- **Task directions**: Copy the records from the line with "Can you spot the barbed" up to and including the line with "x=588, y=330", leaving every line unchanged except that each x and y coordinate in the answers is increased by 116. Give only those lines.

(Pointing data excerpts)
┌──
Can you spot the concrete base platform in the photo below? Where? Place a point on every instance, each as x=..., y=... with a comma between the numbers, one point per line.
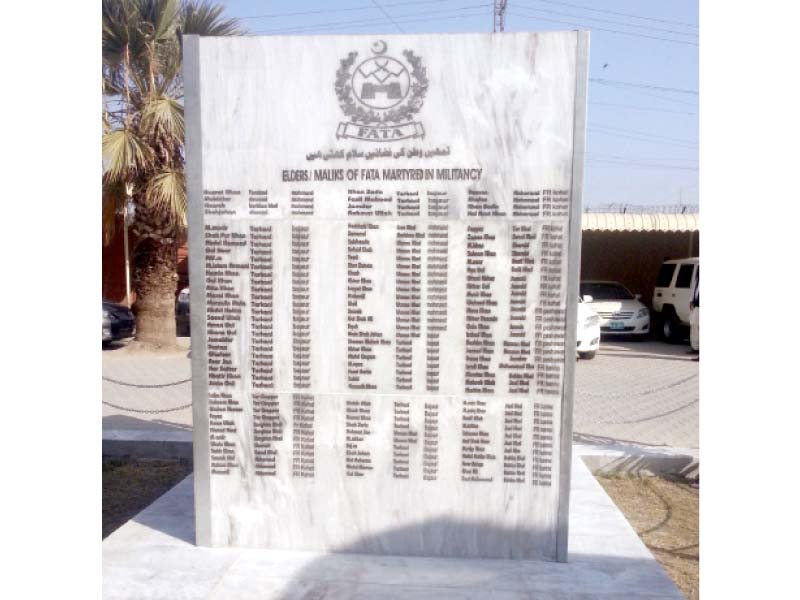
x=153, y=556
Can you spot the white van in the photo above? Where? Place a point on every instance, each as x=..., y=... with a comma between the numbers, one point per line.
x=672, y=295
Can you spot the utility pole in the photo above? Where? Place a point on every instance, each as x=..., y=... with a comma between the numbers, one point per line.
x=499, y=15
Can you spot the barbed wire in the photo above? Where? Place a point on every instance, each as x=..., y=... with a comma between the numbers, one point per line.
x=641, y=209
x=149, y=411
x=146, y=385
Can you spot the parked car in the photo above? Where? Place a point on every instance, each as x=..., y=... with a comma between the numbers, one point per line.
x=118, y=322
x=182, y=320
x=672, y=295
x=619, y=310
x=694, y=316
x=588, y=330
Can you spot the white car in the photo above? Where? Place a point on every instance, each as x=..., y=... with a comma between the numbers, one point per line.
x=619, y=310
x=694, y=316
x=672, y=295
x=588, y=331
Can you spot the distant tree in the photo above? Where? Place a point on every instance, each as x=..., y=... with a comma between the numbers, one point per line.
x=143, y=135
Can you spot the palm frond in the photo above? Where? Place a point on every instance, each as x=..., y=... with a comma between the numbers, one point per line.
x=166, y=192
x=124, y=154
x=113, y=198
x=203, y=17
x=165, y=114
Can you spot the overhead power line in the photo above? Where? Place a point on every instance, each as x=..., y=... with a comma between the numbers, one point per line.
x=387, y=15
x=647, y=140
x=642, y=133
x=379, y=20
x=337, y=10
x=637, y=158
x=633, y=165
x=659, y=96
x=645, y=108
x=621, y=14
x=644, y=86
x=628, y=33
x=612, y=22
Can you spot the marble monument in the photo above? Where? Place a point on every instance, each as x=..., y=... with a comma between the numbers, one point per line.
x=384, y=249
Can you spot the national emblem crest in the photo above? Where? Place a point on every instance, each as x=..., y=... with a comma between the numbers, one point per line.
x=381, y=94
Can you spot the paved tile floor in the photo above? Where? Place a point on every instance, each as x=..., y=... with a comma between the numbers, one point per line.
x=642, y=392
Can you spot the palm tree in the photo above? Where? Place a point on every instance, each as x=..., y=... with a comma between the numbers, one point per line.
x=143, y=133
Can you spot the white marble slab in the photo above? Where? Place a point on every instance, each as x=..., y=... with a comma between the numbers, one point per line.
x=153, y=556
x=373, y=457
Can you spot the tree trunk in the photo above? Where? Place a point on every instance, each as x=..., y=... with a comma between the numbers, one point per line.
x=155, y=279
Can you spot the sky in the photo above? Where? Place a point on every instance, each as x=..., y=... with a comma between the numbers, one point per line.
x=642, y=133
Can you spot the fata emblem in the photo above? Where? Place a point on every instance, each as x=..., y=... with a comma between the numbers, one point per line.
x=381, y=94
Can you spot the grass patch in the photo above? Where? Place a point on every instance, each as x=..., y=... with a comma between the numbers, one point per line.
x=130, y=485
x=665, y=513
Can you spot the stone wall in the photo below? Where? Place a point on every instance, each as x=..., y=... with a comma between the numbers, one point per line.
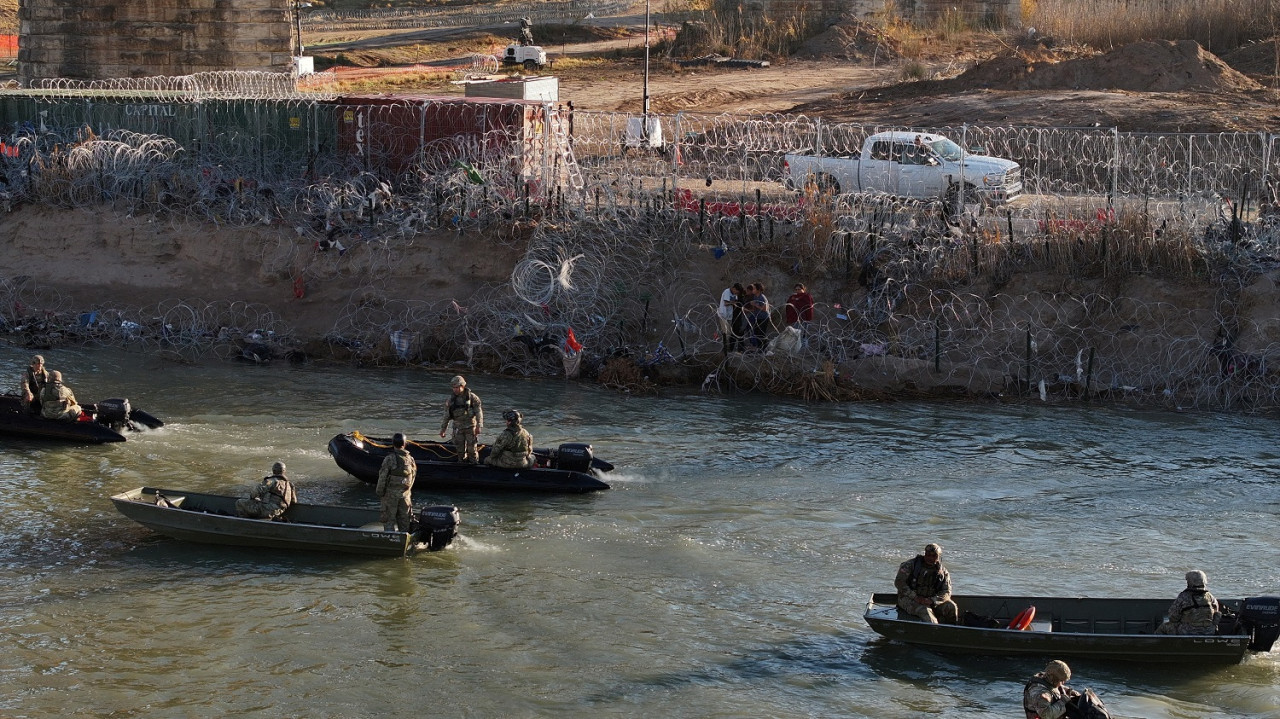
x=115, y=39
└──
- **Problem solution**:
Can you spot the barbed wire in the photo above? Where? Place a point on every instance, each as x=..., y=... with a comma between the numbers, one point per line.
x=757, y=325
x=265, y=527
x=262, y=501
Can you spot the parked car in the photo above? Where? Place a point on every instance, each as x=..., y=... with a comma between the numbers, one point per line.
x=234, y=438
x=298, y=436
x=788, y=411
x=735, y=426
x=810, y=432
x=704, y=446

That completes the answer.